Your goal: From the first line of the records through the line containing "box: [583, 189, 640, 420]", retype every line exactly and nothing else.

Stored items

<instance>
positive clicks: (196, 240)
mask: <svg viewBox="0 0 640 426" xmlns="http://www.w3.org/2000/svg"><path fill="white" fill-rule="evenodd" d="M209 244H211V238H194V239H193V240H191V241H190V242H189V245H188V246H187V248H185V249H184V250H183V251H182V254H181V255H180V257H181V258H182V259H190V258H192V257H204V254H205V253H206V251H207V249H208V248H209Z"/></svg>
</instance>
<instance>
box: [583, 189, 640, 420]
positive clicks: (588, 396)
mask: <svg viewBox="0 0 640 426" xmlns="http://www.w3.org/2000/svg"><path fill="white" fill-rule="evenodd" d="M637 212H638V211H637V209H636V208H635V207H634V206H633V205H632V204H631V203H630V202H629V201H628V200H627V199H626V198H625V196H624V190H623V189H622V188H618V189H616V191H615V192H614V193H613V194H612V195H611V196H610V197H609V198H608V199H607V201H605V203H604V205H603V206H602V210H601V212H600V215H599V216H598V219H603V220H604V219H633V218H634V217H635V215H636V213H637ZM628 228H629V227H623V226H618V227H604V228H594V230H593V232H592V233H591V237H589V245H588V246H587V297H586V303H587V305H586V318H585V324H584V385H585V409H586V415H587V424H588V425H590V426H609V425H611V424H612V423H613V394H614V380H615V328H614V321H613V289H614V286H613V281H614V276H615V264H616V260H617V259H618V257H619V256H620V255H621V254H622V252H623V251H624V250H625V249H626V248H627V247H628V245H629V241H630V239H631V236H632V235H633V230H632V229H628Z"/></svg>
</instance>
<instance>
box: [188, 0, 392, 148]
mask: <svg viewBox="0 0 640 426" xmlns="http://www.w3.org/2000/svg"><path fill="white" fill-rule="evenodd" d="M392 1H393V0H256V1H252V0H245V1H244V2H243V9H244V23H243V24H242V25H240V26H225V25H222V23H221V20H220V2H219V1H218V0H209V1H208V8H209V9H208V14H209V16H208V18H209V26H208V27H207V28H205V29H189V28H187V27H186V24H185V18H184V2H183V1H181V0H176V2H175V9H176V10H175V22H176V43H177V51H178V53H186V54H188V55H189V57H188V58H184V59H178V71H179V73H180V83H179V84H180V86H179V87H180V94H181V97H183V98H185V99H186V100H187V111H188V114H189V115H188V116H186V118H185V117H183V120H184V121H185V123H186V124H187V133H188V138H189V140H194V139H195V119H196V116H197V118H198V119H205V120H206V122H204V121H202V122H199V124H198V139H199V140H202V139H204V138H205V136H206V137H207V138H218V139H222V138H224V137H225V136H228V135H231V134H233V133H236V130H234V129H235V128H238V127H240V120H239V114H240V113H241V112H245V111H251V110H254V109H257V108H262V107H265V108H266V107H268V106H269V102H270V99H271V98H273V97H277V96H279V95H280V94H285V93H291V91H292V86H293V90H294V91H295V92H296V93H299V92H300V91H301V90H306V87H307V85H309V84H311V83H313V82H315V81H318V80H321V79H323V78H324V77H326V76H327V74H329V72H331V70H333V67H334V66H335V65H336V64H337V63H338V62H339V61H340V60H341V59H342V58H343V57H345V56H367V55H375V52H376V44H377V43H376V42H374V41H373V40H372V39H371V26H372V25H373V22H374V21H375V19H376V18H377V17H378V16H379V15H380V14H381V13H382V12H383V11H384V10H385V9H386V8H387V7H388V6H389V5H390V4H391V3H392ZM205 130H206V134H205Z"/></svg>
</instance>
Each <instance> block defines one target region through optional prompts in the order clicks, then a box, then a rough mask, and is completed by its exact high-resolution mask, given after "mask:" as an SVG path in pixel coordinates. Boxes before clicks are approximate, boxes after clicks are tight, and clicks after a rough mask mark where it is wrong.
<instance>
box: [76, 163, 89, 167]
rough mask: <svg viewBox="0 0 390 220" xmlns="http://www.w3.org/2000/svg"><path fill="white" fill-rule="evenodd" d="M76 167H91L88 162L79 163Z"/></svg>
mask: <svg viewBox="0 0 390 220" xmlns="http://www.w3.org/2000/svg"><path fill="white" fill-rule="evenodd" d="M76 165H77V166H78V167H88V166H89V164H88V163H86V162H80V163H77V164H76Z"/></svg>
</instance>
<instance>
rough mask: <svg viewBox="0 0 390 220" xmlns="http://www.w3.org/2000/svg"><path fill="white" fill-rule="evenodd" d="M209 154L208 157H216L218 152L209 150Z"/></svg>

Task solution:
<instance>
positive clicks: (196, 240)
mask: <svg viewBox="0 0 640 426" xmlns="http://www.w3.org/2000/svg"><path fill="white" fill-rule="evenodd" d="M209 244H211V238H194V239H193V240H191V241H190V242H189V245H188V246H187V248H185V249H184V250H183V251H182V254H181V255H180V257H181V258H182V259H190V258H192V257H204V254H205V253H206V251H207V249H208V248H209Z"/></svg>
</instance>
<instance>
box: [583, 189, 640, 420]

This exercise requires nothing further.